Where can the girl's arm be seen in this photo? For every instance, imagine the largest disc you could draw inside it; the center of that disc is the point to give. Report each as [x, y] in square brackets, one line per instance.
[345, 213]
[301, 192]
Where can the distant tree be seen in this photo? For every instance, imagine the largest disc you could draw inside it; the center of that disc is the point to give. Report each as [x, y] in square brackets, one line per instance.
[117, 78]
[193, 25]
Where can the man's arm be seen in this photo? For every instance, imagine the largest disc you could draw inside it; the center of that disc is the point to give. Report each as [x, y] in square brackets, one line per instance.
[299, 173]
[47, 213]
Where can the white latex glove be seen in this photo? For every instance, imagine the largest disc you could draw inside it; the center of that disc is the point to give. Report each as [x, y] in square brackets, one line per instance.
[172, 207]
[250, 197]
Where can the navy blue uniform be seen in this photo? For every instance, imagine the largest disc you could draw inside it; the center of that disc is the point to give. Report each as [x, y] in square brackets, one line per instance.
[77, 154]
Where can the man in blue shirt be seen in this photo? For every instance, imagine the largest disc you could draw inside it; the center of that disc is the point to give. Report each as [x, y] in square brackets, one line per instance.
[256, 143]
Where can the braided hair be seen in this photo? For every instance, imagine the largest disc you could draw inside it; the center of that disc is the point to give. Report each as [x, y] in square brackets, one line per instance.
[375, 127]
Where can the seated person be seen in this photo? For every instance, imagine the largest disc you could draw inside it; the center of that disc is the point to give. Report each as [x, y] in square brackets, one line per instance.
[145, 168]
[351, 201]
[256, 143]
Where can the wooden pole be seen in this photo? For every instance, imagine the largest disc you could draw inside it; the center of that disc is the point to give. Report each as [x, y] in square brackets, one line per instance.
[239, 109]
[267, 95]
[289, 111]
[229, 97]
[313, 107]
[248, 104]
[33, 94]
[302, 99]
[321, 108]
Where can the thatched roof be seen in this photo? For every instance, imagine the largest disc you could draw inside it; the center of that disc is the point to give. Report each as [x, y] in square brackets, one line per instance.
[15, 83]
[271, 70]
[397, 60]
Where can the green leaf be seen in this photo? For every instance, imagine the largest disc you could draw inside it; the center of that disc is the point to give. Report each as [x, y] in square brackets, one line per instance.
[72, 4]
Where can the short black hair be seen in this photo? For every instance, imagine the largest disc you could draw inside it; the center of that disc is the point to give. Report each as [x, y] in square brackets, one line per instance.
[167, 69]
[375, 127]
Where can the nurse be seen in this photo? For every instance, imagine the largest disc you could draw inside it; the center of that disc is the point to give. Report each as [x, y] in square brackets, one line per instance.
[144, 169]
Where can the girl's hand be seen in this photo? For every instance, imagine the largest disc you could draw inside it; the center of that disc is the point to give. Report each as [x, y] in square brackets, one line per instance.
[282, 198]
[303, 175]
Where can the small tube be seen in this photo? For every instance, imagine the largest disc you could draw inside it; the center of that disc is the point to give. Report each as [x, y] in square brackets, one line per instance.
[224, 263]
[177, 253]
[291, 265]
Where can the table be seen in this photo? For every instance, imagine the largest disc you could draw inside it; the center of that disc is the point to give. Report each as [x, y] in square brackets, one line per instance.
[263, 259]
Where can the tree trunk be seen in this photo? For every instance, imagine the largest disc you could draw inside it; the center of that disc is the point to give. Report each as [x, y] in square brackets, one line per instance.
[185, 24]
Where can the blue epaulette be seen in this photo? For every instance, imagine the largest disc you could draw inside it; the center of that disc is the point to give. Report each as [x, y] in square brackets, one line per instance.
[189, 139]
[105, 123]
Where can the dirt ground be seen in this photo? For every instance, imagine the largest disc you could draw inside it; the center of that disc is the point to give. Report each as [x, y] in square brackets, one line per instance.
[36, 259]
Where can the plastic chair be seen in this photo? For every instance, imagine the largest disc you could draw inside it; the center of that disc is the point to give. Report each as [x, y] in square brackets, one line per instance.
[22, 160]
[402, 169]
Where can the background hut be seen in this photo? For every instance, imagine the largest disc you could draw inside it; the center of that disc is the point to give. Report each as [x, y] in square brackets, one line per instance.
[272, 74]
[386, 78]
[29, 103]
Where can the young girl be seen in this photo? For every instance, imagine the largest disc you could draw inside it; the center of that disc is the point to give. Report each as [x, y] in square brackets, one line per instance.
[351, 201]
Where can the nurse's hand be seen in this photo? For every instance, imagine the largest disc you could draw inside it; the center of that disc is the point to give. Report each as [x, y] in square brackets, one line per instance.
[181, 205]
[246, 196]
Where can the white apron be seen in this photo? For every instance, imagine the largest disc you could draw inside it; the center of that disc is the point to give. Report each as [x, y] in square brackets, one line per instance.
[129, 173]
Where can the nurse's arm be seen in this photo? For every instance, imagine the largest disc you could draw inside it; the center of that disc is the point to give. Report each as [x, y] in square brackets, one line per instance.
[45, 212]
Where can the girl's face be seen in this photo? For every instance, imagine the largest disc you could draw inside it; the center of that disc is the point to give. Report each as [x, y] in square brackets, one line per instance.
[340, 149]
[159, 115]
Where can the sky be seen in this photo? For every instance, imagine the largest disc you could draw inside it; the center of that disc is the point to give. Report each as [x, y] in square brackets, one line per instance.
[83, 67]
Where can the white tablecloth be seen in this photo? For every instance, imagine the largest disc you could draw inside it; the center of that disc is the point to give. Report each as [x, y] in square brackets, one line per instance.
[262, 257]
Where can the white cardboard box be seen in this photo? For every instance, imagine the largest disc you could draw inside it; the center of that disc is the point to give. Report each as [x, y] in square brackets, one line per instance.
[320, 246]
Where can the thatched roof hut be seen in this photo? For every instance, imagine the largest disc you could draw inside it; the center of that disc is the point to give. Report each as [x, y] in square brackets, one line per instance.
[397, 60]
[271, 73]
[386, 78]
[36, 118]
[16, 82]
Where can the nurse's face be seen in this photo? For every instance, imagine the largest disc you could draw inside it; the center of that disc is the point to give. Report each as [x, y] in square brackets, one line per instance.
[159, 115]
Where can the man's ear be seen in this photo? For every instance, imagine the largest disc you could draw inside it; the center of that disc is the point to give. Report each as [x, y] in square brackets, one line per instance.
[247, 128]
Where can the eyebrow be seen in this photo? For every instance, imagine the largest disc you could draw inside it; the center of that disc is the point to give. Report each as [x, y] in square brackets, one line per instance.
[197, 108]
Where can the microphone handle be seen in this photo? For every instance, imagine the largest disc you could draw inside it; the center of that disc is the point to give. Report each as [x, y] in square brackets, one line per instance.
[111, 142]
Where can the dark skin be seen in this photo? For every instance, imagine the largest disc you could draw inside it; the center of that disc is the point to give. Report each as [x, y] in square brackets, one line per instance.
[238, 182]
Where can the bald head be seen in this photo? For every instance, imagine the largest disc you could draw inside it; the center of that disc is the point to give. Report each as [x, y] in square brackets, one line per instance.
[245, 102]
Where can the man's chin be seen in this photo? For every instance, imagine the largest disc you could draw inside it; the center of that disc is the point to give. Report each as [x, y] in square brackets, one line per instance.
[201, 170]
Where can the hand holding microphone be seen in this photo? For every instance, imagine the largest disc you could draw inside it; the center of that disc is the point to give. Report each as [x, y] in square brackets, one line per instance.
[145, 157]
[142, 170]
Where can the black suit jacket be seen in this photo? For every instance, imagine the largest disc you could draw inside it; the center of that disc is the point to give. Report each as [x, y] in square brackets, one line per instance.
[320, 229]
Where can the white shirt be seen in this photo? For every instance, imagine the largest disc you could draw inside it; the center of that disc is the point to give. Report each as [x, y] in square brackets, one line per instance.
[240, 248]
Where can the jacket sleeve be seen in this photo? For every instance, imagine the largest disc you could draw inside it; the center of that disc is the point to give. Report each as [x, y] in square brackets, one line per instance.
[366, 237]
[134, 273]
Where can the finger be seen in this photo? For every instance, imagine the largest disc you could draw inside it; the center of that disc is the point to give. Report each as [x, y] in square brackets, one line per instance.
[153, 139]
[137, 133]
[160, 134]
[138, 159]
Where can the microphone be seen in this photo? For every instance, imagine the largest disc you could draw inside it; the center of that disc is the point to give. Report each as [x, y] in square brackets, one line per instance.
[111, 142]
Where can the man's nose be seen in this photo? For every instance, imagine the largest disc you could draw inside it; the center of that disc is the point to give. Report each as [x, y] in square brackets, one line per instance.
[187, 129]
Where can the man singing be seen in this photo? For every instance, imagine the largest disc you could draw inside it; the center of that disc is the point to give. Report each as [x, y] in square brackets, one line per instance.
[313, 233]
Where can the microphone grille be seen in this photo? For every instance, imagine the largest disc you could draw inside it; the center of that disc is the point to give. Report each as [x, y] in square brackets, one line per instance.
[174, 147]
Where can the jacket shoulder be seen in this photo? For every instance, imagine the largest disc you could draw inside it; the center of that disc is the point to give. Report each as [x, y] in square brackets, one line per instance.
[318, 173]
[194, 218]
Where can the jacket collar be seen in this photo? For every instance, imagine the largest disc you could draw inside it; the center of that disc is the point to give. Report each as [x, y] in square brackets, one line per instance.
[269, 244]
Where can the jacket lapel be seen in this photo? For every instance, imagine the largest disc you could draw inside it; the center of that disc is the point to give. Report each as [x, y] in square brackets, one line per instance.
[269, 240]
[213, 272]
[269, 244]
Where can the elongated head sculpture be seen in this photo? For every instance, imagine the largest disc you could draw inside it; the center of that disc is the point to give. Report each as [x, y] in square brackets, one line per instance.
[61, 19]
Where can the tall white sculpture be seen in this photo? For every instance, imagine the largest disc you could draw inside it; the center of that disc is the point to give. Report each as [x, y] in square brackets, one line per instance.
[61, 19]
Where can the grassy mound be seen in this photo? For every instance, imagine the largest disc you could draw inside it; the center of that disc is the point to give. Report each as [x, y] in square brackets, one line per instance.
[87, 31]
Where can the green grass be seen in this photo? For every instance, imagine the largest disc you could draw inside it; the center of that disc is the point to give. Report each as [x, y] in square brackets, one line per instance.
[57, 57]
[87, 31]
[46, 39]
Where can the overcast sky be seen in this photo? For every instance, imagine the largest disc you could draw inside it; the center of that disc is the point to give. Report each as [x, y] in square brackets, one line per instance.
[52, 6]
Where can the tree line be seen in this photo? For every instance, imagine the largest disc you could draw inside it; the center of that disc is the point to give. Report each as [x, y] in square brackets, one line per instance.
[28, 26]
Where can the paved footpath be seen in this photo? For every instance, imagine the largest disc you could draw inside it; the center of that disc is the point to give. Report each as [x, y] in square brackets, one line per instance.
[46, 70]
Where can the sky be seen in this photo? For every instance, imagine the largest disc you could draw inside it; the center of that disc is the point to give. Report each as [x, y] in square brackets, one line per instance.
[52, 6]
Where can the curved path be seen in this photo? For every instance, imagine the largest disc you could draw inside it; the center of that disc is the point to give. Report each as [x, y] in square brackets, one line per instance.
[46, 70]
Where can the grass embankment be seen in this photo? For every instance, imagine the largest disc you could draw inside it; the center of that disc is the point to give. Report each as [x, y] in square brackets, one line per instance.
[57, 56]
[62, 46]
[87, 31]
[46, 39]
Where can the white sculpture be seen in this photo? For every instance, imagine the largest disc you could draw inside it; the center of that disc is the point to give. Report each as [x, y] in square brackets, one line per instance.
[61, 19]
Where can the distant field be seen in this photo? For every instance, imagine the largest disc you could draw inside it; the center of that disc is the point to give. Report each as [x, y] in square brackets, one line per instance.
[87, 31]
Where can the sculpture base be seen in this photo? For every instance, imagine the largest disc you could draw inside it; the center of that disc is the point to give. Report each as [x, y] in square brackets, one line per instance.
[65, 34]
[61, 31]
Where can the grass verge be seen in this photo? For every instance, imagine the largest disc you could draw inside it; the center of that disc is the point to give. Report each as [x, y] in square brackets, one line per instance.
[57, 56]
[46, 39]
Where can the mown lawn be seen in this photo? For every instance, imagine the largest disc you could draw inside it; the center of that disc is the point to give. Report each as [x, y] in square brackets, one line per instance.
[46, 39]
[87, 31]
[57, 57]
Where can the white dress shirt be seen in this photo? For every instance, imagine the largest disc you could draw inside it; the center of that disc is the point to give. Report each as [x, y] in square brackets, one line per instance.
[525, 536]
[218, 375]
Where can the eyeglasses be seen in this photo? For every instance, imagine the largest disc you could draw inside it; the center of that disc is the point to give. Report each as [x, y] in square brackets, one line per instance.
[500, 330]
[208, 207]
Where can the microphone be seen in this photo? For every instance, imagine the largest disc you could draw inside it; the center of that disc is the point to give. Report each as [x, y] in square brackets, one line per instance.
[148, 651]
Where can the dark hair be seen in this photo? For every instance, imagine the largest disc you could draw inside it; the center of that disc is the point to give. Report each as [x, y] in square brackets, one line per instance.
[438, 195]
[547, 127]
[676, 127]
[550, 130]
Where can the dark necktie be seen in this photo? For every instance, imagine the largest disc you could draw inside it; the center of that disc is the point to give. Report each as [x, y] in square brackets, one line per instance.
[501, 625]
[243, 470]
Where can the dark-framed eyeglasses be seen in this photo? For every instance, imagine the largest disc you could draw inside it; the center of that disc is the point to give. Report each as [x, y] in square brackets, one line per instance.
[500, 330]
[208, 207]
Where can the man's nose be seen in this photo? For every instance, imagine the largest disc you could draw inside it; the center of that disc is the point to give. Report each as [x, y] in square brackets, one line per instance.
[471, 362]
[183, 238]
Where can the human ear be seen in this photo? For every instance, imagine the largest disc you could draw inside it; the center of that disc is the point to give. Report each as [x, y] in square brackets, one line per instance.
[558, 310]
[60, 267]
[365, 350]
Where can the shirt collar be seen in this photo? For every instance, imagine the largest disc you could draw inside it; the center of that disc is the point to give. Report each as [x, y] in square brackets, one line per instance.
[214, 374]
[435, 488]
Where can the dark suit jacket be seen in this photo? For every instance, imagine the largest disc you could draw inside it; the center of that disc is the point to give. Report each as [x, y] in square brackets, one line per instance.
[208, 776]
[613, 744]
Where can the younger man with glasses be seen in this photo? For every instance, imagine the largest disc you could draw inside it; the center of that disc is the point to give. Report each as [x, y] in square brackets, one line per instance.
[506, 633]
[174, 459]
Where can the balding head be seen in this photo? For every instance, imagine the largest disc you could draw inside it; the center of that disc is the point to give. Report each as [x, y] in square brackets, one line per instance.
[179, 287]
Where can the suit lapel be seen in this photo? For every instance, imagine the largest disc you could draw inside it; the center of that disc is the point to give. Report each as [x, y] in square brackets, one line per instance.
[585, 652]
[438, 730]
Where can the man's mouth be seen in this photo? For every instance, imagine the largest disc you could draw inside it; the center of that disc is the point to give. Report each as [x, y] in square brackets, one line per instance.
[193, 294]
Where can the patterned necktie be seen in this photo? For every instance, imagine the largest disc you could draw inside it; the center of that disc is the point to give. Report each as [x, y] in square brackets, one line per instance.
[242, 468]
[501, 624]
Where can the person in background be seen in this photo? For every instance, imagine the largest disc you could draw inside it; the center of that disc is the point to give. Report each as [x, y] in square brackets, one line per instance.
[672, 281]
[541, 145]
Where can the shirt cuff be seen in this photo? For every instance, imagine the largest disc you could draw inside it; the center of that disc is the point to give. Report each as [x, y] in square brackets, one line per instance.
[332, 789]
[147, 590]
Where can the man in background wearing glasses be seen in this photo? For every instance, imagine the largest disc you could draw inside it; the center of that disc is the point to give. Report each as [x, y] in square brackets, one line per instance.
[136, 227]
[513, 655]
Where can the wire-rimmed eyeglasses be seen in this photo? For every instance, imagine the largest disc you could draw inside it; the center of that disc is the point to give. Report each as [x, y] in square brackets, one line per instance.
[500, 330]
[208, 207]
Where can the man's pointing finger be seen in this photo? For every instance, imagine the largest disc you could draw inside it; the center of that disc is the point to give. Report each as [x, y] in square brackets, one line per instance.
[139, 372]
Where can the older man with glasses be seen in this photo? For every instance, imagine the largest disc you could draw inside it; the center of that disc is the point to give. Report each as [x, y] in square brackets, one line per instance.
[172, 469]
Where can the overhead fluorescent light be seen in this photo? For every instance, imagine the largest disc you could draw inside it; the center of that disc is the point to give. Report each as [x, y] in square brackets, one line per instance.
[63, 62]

» **WHAT YOU WILL DO**: Repeat the line that contains "Where can the man in background", then every line after it until the records end, with nothing added.

» **RESULT OF THE EXERCISE**:
Where can the man in background wearing glasses be seen in this photo? For every instance, imagine the largest disc you could draw inside it; the center of that disc is the point to give. Report each as [x, y] in square brackets, one line per instance.
[136, 227]
[513, 655]
Where can the wire-rimmed eyeglasses be seen in this photo? For every instance, imagine the largest disc you could draw inside it; the center of that disc is the point to give. Report each as [x, y] in square brackets, one line per instance.
[500, 330]
[208, 207]
Where can the man's pointing finger be seen in this photo? For every instance, imagine the largest disc you could draw inside it; the center of that disc is the point to give. Report each as [x, y] in square brackets, one line per instance.
[139, 372]
Where can the older man with glasses be seen in this photo? For every instance, imagine the largest disc you could draw inside it; the center of that disc is the point to give. Report each as [x, y] in square brackets, one line per instance.
[172, 469]
Where can the overhead fluorescent light be seen in this photo? For every instance, imagine the largest disc you could draw inside it; the center of that disc is the point to give. Report each as [x, y] in square brackets, one line per instance.
[63, 62]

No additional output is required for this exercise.